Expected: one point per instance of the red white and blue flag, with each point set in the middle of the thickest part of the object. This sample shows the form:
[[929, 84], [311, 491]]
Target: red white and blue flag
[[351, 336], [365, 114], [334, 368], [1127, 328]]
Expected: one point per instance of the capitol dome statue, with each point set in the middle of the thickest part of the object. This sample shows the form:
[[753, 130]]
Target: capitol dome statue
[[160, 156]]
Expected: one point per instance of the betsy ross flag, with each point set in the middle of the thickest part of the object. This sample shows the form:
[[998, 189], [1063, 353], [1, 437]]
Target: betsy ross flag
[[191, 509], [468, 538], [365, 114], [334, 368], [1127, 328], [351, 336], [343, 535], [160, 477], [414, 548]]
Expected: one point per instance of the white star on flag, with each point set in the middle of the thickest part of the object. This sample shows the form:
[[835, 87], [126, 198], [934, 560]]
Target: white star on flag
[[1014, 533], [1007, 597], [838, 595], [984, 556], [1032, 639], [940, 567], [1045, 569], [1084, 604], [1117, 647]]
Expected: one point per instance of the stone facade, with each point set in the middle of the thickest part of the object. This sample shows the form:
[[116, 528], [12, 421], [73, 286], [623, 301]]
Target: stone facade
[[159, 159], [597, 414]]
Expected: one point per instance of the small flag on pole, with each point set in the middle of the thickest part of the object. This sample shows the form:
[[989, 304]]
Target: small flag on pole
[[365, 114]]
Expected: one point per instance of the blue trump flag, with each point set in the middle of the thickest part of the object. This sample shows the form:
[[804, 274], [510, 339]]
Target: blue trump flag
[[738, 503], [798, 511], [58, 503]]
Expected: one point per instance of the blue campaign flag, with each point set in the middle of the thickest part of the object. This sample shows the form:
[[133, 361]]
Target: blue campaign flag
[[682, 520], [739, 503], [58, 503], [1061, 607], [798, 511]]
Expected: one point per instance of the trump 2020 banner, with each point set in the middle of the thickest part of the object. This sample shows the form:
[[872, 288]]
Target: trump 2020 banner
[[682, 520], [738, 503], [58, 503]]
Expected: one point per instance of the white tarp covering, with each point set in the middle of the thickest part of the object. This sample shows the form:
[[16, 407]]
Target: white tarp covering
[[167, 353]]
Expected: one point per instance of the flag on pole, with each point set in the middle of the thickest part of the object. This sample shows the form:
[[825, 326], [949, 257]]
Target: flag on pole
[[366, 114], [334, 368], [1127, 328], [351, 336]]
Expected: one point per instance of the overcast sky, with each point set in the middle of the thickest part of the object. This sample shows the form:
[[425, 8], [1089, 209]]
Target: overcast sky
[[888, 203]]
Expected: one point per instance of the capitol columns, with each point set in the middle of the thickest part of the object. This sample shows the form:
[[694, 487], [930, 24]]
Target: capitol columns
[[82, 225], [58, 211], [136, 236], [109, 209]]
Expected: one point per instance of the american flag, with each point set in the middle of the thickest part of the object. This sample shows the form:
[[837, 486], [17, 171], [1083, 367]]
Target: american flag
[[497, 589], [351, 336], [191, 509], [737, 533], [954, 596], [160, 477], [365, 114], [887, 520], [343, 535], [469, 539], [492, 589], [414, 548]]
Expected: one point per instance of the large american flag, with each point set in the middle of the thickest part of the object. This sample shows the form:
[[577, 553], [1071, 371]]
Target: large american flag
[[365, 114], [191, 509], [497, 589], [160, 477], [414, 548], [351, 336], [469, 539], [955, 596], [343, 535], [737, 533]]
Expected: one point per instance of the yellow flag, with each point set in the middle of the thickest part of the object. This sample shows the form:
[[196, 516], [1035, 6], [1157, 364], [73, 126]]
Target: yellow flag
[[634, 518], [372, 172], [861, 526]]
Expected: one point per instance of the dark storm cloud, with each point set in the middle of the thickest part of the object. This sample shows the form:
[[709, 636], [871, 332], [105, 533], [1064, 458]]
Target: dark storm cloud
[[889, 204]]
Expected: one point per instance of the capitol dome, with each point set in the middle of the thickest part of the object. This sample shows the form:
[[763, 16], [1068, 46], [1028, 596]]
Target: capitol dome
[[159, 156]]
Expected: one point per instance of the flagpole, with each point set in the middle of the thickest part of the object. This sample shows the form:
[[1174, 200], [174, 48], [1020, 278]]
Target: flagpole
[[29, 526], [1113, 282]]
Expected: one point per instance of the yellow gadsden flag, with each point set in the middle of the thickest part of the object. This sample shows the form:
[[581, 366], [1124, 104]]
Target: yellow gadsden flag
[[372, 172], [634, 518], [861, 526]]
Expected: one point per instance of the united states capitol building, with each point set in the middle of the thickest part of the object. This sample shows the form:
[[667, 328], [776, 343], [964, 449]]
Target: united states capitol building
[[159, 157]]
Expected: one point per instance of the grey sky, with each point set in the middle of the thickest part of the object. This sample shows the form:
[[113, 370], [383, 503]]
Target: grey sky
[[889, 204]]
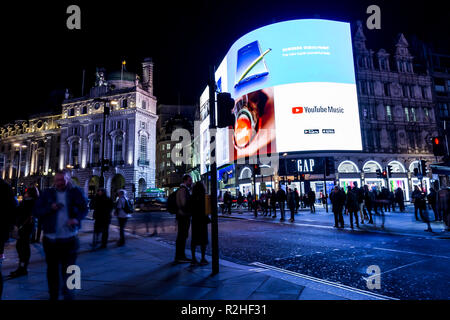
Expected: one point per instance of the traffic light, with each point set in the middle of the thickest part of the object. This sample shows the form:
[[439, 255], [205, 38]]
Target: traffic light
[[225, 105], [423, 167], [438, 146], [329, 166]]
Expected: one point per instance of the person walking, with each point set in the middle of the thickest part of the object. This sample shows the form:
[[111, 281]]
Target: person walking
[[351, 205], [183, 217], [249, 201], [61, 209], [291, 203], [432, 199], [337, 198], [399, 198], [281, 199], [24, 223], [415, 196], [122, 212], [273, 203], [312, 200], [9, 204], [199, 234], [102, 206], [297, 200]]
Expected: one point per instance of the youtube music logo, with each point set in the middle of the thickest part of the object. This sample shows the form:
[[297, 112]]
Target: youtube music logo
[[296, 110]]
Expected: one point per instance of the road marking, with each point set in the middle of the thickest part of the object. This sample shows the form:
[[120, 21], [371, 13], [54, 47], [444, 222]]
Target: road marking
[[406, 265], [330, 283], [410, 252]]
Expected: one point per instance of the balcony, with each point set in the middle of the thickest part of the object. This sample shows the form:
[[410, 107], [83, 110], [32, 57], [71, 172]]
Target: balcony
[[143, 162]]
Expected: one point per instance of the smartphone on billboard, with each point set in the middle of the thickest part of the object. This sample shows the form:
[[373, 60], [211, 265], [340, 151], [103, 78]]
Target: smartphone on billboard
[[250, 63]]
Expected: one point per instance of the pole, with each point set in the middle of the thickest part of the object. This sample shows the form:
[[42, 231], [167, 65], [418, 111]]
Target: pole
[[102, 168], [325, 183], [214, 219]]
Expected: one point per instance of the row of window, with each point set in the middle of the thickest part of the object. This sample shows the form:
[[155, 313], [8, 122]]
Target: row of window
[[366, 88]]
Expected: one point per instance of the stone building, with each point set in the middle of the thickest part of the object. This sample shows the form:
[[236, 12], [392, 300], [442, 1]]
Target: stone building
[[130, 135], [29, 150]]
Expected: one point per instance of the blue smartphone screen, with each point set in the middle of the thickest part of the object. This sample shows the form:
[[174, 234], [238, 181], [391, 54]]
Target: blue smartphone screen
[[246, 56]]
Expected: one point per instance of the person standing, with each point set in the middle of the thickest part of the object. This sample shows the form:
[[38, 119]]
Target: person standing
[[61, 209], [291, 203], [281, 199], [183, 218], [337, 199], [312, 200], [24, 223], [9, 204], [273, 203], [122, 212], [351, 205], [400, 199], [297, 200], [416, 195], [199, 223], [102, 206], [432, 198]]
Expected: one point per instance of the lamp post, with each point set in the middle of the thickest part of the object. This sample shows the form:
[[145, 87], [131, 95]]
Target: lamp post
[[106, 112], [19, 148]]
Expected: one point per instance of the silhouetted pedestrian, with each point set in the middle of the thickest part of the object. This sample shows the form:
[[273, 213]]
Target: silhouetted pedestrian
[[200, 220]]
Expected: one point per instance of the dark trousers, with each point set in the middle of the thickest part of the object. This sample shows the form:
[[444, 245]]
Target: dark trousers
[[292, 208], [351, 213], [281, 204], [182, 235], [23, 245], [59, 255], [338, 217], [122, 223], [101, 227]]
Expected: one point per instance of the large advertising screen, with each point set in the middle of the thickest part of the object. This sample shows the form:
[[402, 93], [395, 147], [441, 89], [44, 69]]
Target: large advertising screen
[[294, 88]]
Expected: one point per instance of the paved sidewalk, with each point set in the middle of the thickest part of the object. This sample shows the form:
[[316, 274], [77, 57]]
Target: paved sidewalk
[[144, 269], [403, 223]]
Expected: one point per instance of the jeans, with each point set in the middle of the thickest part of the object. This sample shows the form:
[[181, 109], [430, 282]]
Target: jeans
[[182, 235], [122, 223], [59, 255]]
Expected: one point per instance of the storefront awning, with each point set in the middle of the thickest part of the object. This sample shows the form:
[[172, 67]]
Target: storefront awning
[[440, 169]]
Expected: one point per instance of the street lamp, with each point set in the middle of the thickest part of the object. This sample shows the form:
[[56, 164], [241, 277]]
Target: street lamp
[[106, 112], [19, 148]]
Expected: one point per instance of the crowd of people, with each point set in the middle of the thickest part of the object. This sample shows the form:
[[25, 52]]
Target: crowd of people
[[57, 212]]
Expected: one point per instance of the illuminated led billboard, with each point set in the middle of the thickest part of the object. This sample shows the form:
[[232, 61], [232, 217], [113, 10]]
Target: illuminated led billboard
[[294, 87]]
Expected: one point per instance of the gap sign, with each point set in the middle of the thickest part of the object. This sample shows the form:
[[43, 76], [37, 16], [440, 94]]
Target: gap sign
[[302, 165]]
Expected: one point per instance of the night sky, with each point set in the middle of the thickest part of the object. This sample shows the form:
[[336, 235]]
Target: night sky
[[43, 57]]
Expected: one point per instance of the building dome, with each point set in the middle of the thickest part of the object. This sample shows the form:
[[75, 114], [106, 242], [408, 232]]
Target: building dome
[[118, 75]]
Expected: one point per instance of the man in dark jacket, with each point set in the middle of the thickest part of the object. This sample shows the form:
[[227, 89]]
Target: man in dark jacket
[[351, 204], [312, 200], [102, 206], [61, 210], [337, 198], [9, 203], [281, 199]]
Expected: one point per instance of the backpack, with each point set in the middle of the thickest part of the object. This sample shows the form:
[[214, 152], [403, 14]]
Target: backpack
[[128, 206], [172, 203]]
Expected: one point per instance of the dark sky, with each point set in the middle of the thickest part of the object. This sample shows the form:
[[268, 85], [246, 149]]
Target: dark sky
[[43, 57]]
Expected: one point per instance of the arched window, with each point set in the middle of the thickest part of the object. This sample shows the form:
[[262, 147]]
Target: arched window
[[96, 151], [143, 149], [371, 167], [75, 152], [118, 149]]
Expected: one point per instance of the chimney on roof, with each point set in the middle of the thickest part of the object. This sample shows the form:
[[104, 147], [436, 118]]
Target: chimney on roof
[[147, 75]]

------------------------------------------------

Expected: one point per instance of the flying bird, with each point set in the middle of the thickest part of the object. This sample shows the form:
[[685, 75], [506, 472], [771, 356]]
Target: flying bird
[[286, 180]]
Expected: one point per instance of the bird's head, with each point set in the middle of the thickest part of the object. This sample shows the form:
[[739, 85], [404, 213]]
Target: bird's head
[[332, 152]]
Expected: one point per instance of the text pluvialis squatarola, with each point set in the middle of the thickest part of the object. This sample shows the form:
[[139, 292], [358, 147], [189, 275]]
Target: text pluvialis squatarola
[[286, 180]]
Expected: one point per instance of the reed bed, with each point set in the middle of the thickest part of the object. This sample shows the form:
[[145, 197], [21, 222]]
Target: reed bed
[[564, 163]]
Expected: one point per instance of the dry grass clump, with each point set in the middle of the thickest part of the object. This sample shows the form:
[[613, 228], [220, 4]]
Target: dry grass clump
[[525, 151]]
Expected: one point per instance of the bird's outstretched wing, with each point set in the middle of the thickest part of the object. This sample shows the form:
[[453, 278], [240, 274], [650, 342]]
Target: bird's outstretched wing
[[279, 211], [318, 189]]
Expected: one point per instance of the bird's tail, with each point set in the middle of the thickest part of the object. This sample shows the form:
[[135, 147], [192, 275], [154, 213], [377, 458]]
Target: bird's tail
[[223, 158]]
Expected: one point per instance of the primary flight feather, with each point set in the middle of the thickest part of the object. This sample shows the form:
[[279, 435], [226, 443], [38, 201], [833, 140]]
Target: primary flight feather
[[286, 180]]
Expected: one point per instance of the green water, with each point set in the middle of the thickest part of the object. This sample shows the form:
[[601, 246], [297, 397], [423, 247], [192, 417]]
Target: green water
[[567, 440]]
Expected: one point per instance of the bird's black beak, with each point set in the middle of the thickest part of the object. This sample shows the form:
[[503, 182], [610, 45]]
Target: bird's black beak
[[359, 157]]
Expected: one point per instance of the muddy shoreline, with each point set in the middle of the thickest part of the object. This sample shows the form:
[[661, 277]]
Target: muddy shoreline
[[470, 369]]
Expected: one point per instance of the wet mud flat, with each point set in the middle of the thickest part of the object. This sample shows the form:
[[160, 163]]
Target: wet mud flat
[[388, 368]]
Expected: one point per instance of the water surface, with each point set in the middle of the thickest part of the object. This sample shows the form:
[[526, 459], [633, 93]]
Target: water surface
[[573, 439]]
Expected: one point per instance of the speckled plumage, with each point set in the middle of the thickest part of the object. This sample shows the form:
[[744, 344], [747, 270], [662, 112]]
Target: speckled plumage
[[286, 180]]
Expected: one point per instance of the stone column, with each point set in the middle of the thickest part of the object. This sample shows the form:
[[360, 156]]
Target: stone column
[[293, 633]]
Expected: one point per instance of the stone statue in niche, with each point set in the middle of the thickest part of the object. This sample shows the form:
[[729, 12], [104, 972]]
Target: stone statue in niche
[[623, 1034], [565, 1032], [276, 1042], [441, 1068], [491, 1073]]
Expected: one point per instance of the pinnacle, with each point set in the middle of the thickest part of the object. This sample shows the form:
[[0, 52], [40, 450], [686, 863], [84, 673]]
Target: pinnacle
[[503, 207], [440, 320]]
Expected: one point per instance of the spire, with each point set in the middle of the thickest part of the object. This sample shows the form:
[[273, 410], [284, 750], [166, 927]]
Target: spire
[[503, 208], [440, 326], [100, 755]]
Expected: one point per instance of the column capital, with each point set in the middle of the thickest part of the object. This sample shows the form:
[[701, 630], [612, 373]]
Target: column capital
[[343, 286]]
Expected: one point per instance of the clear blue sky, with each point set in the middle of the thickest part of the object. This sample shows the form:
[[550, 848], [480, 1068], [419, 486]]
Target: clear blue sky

------------------------------------------------

> **Goal**
Reproduce the stretch of items from the line that contains "Expected: one point per instance of the wet" through the line that contains "[[388, 368]]", including both of those lines.

> **Answer to this problem**
Expected: one point per instance of the wet mud flat, with each point set in the middle of the thickest part of the object. This sample shows the form:
[[160, 163]]
Target: wet mud flat
[[388, 368]]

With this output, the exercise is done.